§ Given entries:
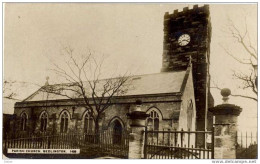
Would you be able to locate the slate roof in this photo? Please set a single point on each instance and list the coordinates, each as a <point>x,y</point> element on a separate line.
<point>166,82</point>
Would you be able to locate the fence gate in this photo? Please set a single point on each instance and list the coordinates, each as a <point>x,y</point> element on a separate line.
<point>177,145</point>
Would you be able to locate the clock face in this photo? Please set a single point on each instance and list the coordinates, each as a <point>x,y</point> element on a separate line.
<point>184,39</point>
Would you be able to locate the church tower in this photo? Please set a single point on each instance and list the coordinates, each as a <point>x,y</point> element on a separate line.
<point>187,35</point>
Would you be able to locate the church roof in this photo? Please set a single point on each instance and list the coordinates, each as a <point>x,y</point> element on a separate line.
<point>158,83</point>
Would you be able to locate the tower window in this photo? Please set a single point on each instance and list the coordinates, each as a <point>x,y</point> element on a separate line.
<point>153,120</point>
<point>64,122</point>
<point>23,121</point>
<point>88,124</point>
<point>44,119</point>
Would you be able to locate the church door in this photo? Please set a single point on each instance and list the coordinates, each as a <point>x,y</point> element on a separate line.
<point>117,132</point>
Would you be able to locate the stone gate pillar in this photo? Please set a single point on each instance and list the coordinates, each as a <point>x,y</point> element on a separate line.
<point>136,140</point>
<point>225,139</point>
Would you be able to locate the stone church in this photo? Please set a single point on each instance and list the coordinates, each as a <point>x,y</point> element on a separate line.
<point>178,97</point>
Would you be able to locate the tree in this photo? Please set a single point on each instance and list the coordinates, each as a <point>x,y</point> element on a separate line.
<point>83,85</point>
<point>247,59</point>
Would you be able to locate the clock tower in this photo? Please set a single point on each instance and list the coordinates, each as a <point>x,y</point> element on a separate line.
<point>187,36</point>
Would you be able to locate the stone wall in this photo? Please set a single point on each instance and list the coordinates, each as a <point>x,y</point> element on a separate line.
<point>196,23</point>
<point>169,111</point>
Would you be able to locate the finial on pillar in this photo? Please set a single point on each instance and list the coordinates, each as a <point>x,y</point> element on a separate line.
<point>225,92</point>
<point>47,81</point>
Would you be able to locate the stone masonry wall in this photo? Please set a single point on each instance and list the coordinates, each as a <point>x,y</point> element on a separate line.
<point>169,113</point>
<point>196,23</point>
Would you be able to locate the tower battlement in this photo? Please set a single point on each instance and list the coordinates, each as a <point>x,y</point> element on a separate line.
<point>187,10</point>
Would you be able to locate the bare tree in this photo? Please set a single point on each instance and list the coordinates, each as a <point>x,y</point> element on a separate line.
<point>83,85</point>
<point>12,88</point>
<point>248,59</point>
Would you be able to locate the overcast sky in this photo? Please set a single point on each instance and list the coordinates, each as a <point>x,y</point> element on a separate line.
<point>130,35</point>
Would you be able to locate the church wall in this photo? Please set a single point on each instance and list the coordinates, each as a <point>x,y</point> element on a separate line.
<point>169,113</point>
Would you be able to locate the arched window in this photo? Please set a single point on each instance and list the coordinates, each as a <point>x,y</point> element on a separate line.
<point>23,121</point>
<point>153,120</point>
<point>190,114</point>
<point>64,122</point>
<point>88,123</point>
<point>44,119</point>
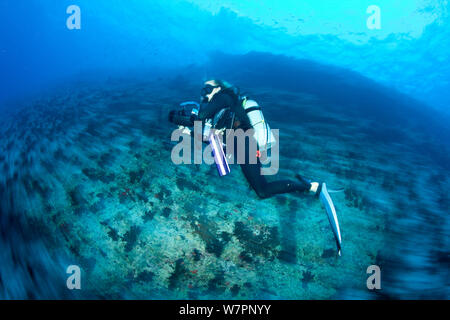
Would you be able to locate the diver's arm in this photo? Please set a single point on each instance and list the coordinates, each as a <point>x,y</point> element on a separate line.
<point>218,102</point>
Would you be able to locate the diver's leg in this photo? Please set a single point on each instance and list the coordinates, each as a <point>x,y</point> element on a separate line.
<point>264,189</point>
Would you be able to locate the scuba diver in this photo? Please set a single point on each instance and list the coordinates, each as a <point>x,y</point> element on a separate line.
<point>221,102</point>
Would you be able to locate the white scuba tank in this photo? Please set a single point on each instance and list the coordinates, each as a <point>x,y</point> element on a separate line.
<point>263,134</point>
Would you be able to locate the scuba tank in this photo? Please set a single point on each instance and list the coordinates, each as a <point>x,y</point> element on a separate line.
<point>263,135</point>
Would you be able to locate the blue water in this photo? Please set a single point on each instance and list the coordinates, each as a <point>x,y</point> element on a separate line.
<point>85,171</point>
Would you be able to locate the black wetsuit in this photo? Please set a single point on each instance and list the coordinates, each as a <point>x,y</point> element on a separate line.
<point>227,98</point>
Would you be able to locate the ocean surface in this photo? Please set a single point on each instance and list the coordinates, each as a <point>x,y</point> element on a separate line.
<point>86,176</point>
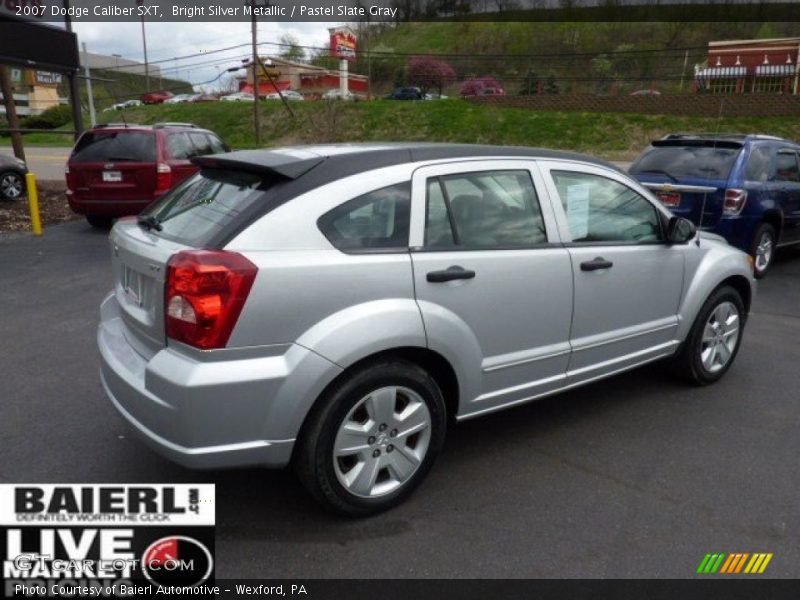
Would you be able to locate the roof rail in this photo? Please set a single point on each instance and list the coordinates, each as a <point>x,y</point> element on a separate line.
<point>171,124</point>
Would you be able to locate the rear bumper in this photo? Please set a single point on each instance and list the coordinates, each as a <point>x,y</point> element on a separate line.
<point>108,207</point>
<point>215,414</point>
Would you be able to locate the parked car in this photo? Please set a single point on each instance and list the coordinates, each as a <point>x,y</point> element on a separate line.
<point>156,97</point>
<point>180,99</point>
<point>12,177</point>
<point>288,94</point>
<point>337,306</point>
<point>238,97</point>
<point>407,93</point>
<point>204,98</point>
<point>118,169</point>
<point>745,188</point>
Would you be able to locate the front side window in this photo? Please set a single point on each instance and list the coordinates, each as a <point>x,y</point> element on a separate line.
<point>376,220</point>
<point>179,146</point>
<point>486,209</point>
<point>758,164</point>
<point>786,166</point>
<point>599,209</point>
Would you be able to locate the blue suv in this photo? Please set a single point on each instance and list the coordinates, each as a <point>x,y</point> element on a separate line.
<point>745,188</point>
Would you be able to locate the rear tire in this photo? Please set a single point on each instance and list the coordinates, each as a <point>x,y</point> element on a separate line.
<point>372,439</point>
<point>12,185</point>
<point>714,339</point>
<point>763,249</point>
<point>99,221</point>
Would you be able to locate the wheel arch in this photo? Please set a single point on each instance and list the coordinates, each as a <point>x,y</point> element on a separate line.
<point>436,365</point>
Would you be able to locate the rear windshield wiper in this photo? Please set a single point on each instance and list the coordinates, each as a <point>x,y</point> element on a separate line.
<point>149,222</point>
<point>659,172</point>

§ Exercise details: Repeat exactly, and only, the lines from the one containing "Would you be able to locate the rear bumper" through the end of the material.

§ Expected answer:
Would you be able to locate the rear bumper in this photo? Please set a single point on each instance and list the coordinates, each as a <point>x,y</point> element on a separate line.
<point>108,207</point>
<point>215,414</point>
Would you be able to locate the parked car in this photo? Please set a single point on each instance and list the coordinates, each as a <point>x,y</point> element on a separate line.
<point>156,97</point>
<point>180,99</point>
<point>12,177</point>
<point>288,94</point>
<point>337,306</point>
<point>238,97</point>
<point>407,93</point>
<point>204,98</point>
<point>118,169</point>
<point>745,188</point>
Would you be able to locate the front side window in this photo? Please set a single point on each instance and list the coordinates, each as a <point>x,y</point> element on a separate line.
<point>376,220</point>
<point>179,146</point>
<point>486,209</point>
<point>758,164</point>
<point>786,166</point>
<point>599,209</point>
Would you be able to locate the blue suv in this photo? Please set a single point on each instance and list the coordinates, each as a <point>x,y</point> element on a separate line.
<point>745,188</point>
Would you be able to locate the rear tire in this photo? Please set a single point on each instance and list the coordinates, each as a <point>x,y</point> element on a separate line.
<point>372,439</point>
<point>12,185</point>
<point>714,339</point>
<point>763,249</point>
<point>99,221</point>
Would you be able to locate the wheel arch in this photo? Please set a single point on each instance and list the coordinates, each as a <point>x,y</point> element on a separate line.
<point>436,365</point>
Would you be able to locate the rear windshield wiper in this photo? Please set a single point on each instance and list the coordinates, each as a <point>x,y</point> element on a separate line.
<point>149,222</point>
<point>659,172</point>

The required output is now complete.